= Written task =
Please write out everything from the very first of the lines below down to and including the line that contains "[[[95,93],[100,93],[100,82],[95,81],[85,84],[85,90],[90,90]]]", reproducing each one without any change.

= Extracted information =
***

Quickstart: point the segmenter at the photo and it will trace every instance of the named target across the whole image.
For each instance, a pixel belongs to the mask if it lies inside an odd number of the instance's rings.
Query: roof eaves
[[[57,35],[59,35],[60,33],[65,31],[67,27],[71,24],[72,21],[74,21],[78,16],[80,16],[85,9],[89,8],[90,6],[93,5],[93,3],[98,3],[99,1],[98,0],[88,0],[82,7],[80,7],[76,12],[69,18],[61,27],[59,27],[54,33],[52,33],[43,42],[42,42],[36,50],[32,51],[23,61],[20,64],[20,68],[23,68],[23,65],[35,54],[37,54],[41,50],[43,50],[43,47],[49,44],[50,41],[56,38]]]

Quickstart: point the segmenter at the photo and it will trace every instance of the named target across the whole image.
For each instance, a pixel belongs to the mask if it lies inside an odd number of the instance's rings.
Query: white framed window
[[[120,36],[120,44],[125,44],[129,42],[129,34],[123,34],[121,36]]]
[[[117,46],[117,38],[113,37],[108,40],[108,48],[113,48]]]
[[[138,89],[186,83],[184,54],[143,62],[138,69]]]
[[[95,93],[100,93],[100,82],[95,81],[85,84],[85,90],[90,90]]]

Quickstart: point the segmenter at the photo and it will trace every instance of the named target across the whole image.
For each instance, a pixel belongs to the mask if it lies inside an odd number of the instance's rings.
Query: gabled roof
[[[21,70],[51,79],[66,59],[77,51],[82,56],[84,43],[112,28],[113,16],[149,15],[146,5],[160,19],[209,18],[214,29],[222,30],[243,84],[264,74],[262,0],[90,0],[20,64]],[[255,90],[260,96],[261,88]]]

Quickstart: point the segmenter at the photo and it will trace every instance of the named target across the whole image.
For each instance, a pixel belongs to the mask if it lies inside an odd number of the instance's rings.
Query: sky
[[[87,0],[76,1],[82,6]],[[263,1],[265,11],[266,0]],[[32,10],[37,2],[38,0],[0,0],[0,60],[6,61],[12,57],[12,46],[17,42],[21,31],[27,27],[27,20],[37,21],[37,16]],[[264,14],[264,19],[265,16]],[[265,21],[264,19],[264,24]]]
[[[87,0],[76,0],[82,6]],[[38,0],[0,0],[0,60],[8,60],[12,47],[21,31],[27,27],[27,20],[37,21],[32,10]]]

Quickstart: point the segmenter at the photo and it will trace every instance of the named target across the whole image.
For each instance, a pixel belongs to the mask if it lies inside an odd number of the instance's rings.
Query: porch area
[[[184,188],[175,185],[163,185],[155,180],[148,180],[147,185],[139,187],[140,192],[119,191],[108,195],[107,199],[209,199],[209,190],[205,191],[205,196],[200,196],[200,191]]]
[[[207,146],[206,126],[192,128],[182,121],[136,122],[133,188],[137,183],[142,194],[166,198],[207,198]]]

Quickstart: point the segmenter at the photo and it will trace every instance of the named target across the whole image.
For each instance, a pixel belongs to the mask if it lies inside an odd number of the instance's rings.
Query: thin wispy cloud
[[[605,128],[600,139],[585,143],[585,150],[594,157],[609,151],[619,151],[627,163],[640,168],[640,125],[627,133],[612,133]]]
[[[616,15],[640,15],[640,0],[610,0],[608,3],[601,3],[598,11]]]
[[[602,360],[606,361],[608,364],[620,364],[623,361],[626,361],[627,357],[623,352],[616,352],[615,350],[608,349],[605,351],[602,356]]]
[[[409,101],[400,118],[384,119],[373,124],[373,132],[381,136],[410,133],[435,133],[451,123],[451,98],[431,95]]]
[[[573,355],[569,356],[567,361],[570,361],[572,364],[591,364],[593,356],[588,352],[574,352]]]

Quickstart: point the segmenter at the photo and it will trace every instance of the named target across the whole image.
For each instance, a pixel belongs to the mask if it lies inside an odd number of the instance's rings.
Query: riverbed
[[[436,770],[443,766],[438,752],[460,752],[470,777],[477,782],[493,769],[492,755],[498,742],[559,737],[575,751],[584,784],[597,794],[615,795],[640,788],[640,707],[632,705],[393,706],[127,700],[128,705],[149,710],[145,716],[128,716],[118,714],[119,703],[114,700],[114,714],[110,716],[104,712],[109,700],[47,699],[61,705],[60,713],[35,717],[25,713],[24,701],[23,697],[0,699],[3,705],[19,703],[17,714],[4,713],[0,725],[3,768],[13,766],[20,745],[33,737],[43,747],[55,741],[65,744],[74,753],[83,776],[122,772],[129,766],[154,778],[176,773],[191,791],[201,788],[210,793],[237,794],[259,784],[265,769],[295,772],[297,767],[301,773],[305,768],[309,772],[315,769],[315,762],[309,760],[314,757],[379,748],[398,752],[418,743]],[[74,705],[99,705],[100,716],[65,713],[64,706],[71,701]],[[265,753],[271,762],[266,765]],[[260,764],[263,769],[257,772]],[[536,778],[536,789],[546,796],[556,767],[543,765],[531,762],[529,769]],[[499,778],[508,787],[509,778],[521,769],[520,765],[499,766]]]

***

= Expected answer =
Quickstart: point the segmenter at the photo and it will trace every instance of the named target across the whole image.
For each instance, a pixel belongs to the mask if it lies inside an odd number of the instance's rings.
Query: roof eaves
[[[57,35],[59,35],[60,33],[65,31],[67,27],[71,24],[72,21],[74,21],[78,16],[80,16],[85,9],[89,8],[90,6],[93,5],[93,3],[98,3],[99,1],[98,0],[88,0],[82,7],[80,7],[76,12],[69,18],[61,27],[59,27],[54,33],[52,33],[43,42],[42,42],[36,50],[32,51],[23,61],[20,64],[20,68],[23,68],[23,65],[35,54],[37,54],[41,50],[43,50],[43,47],[49,44],[50,41],[56,38]]]

Quickstart: point the segmenter at the photo and it will trace every instance of the named target across the whole image.
For each instance, a pixel belongs to the mask if it lies inside an odd number of the instance's rings.
Query: white framed window
[[[120,36],[120,44],[125,44],[129,42],[129,34],[123,34],[121,36]]]
[[[117,46],[117,38],[113,37],[108,40],[108,48],[113,48]]]
[[[138,89],[186,83],[184,54],[143,62],[138,69]]]
[[[95,93],[100,93],[100,82],[95,81],[85,84],[85,90],[90,90]]]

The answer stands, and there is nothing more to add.